— begin DATA FOR PROCESSING —

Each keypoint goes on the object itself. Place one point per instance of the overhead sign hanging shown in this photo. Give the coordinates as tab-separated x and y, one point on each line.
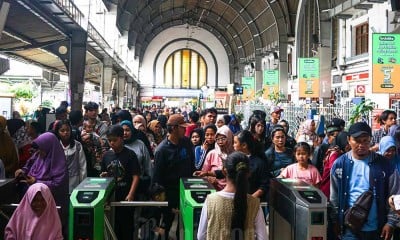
385	63
309	77
248	84
270	82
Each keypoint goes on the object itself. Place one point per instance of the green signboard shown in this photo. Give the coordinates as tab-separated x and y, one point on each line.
249	91
270	82
309	77
385	63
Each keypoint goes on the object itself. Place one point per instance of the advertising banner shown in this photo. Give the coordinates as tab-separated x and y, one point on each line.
270	82
249	90
309	77
385	63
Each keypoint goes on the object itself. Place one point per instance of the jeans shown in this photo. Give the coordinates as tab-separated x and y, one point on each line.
349	235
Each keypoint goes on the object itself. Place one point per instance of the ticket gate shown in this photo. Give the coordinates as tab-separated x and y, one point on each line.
193	193
298	211
87	218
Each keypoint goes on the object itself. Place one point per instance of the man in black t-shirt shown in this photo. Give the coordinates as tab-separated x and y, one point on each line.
174	159
122	164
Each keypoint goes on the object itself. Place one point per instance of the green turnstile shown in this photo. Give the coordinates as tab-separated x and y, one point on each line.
193	193
298	211
86	212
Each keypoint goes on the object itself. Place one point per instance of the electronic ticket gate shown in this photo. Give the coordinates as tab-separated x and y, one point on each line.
87	205
193	193
298	211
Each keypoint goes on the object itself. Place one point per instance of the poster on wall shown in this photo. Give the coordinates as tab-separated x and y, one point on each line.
249	91
270	82
309	77
385	63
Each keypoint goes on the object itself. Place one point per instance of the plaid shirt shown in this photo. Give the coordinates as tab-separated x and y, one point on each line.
378	135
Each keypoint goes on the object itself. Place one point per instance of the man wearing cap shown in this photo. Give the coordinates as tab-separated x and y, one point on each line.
275	113
350	177
173	159
92	113
332	130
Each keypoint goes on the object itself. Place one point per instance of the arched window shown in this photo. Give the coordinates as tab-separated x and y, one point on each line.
185	68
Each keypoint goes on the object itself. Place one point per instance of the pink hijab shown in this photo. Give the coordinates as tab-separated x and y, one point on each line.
25	224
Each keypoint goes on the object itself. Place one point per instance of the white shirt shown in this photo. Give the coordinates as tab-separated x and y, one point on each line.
259	222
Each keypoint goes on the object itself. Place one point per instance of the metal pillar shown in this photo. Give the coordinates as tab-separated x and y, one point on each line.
77	68
106	81
121	88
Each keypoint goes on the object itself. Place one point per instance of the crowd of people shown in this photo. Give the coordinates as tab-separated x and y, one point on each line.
152	148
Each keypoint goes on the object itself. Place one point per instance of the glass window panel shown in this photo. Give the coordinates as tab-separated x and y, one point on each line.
177	69
168	72
202	73
185	68
194	80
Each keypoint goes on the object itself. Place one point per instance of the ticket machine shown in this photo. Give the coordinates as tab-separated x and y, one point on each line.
88	201
193	193
298	211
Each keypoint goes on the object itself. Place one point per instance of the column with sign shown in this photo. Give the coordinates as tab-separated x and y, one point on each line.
309	77
385	63
270	82
248	84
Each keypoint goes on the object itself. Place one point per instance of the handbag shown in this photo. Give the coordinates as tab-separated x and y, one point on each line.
357	215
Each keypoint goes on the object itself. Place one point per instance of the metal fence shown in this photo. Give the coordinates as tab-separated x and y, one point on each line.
296	114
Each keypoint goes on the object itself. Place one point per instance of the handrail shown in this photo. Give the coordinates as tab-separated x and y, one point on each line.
139	203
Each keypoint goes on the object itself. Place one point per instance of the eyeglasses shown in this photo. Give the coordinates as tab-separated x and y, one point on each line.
221	139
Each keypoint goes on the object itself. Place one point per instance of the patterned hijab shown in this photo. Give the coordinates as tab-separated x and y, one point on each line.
53	164
25	224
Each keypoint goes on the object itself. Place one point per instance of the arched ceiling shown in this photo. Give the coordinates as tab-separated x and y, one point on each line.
246	28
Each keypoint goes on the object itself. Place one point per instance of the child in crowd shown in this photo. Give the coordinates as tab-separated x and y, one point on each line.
232	213
151	221
93	147
302	170
122	164
197	137
201	151
214	159
36	216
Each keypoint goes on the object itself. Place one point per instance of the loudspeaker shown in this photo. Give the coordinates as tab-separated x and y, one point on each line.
395	5
5	7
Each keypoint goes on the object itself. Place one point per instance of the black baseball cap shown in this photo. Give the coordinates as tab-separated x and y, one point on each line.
91	106
359	128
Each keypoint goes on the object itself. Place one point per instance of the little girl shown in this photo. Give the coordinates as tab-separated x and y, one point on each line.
302	170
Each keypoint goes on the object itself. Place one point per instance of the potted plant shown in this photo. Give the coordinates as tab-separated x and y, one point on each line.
361	111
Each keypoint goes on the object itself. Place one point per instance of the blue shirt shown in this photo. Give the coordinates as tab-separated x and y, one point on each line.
359	183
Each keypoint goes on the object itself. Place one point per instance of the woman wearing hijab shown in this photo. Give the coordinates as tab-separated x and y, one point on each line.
48	165
214	159
132	142
36	217
307	133
8	152
234	124
155	128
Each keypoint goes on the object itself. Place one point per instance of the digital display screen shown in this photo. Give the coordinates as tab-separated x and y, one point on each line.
317	218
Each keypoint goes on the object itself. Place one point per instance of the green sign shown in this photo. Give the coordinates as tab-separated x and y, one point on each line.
385	63
309	77
248	84
271	77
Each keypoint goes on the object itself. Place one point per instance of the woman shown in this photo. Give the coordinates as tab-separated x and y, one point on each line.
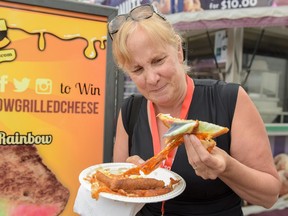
241	166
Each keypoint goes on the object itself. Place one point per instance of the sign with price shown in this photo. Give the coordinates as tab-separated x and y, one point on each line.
233	4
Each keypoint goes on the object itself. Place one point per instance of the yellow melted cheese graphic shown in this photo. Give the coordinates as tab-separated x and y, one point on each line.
64	25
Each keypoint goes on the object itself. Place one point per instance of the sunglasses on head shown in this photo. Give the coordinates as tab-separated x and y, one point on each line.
138	13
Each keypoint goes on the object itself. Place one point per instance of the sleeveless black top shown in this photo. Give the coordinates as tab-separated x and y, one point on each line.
213	101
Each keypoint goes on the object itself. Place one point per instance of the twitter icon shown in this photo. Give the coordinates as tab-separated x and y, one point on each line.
21	85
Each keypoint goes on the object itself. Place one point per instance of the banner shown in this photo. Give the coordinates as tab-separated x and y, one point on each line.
177	6
53	87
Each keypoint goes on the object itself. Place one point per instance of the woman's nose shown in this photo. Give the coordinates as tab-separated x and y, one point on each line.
152	77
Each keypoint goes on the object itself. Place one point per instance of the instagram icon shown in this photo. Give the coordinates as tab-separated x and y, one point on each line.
43	86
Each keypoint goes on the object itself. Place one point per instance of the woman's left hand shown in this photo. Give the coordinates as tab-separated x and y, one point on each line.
207	165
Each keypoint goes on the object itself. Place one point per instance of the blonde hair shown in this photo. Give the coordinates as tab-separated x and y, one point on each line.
159	30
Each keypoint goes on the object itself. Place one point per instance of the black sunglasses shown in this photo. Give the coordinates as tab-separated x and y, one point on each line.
141	12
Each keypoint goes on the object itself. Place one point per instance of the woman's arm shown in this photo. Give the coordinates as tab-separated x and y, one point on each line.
250	170
252	173
120	151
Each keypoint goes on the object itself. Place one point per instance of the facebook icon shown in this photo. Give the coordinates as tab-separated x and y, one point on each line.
3	82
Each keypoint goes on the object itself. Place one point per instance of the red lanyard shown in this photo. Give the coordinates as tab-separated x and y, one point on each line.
154	128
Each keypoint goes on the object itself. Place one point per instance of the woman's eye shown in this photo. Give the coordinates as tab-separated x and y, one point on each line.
137	70
159	61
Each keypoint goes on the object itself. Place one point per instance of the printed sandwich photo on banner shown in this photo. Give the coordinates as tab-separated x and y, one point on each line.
52	98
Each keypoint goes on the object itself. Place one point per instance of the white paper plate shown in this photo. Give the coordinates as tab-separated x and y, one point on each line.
160	174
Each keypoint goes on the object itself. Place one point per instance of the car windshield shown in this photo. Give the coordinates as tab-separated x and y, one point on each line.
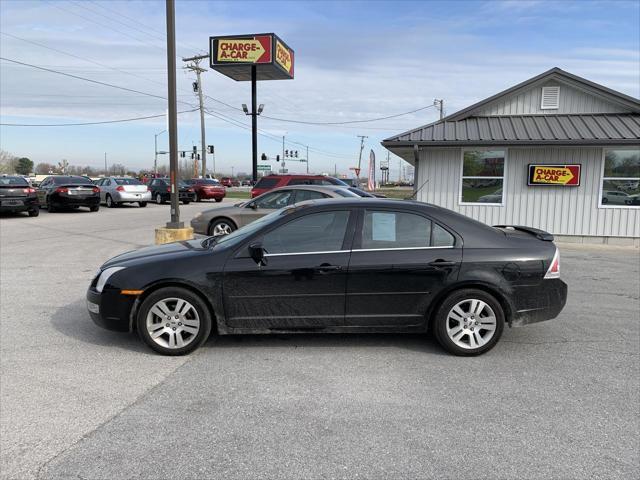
13	181
241	234
128	181
72	180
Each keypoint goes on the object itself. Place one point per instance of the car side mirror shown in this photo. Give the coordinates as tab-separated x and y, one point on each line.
256	251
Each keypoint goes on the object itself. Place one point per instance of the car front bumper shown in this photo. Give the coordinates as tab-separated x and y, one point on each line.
132	197
110	309
542	303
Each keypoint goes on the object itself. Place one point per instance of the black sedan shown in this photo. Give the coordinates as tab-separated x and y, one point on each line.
353	265
161	191
16	195
68	191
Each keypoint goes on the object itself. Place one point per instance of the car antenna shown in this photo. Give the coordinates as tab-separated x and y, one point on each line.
415	159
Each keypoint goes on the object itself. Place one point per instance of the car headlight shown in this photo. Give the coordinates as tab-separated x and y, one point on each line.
104	276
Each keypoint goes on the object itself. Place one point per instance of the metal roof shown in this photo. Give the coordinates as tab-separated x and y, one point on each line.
576	129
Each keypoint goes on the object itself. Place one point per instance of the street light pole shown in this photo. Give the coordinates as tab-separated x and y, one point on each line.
173	114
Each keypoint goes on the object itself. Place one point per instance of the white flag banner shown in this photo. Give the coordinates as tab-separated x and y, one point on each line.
371	184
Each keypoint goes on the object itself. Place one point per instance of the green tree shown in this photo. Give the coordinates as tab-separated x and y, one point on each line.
24	166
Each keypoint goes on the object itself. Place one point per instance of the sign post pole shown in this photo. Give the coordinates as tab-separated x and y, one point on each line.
254	123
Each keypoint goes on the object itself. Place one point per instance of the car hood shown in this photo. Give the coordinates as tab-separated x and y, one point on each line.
157	252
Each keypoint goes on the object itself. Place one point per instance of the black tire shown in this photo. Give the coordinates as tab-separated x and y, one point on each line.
172	293
212	226
441	320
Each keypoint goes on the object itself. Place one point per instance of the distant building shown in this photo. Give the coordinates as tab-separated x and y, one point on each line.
556	152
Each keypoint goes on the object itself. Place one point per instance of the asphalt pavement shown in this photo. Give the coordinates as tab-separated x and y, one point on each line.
559	399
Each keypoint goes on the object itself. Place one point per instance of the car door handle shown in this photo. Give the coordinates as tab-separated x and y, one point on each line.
325	267
442	263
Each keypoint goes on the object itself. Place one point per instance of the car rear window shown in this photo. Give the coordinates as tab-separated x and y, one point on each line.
128	181
13	181
267	182
72	180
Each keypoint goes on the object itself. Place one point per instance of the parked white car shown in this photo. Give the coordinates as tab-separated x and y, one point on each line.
117	190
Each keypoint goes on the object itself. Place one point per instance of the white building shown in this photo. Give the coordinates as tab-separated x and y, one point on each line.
556	152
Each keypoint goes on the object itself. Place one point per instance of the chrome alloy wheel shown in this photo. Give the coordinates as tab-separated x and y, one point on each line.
471	323
173	323
221	228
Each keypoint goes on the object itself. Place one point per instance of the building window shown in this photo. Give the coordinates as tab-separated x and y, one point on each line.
621	178
482	177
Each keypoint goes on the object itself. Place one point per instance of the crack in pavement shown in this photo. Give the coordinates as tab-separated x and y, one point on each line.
116	415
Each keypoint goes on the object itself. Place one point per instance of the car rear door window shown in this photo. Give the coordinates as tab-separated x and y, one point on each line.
318	232
303	195
387	229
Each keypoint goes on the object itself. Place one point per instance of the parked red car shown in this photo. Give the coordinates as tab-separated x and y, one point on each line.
206	189
270	182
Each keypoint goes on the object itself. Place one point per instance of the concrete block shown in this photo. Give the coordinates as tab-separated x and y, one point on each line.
169	235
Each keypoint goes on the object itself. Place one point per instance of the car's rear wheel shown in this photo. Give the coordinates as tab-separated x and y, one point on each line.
221	227
174	321
469	322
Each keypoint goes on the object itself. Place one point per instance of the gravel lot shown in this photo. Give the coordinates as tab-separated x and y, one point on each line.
559	399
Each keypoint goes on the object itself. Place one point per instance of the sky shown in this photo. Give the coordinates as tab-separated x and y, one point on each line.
354	61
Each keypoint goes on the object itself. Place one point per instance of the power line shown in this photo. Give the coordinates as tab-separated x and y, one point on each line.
289	120
88	123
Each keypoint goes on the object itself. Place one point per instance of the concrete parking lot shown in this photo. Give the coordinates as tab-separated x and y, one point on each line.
559	399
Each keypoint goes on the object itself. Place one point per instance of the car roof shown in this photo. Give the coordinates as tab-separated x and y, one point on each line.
314	188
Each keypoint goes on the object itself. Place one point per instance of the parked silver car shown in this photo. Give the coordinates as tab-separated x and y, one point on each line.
224	220
117	190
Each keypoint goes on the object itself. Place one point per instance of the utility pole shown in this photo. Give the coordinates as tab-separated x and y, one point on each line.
173	115
194	66
440	104
361	137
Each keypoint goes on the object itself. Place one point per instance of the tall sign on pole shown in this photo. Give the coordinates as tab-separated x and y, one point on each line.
173	115
252	58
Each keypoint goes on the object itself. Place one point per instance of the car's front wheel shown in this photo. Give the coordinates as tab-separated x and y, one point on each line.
469	322
173	321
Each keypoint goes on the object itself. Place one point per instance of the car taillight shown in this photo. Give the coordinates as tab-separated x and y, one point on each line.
554	268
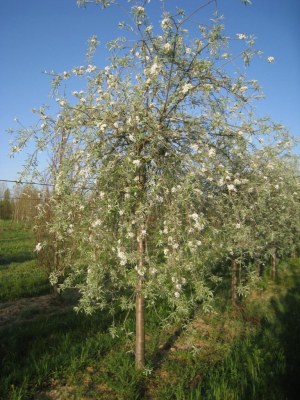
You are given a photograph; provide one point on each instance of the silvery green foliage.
(165, 111)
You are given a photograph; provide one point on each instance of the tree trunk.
(234, 280)
(140, 311)
(274, 265)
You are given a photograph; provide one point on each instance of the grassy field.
(250, 352)
(20, 275)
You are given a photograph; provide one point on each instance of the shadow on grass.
(7, 259)
(50, 347)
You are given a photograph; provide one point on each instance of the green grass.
(233, 354)
(20, 275)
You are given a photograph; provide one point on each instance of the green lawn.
(20, 276)
(232, 354)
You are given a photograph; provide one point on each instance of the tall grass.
(20, 275)
(251, 354)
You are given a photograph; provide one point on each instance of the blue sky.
(39, 35)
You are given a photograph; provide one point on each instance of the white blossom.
(186, 87)
(166, 23)
(231, 188)
(38, 247)
(137, 163)
(167, 47)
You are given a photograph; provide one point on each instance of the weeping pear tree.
(144, 141)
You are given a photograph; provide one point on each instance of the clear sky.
(39, 35)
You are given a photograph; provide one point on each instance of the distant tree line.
(20, 202)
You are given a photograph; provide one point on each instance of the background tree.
(144, 147)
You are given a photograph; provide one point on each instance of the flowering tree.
(145, 145)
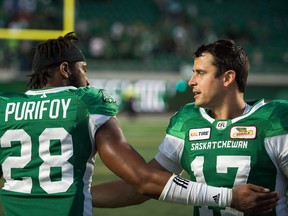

— end DATA FOR PROCESSING —

OBJECTIVE –
Gather every line in the records above that contains the word "parked" and copy each one out in full.

ANSWER TO THIS EXERCISE –
Each keypoint goes on the object itself. Place one point per instance of the parked white car shown in this photo. Give the coordinates as tab-separated x and y, one point on each line.
Each keypoint goes on the object itself. Place one point per instance of the parked red car shown in this photo. Give the coordinates as tab-separated x and y, one point on each line.
Each keypoint goes on the object itself. Place one point per instance of the parked silver car shown in this photo. Give the coordinates as tab-separated x and y, one point on each line.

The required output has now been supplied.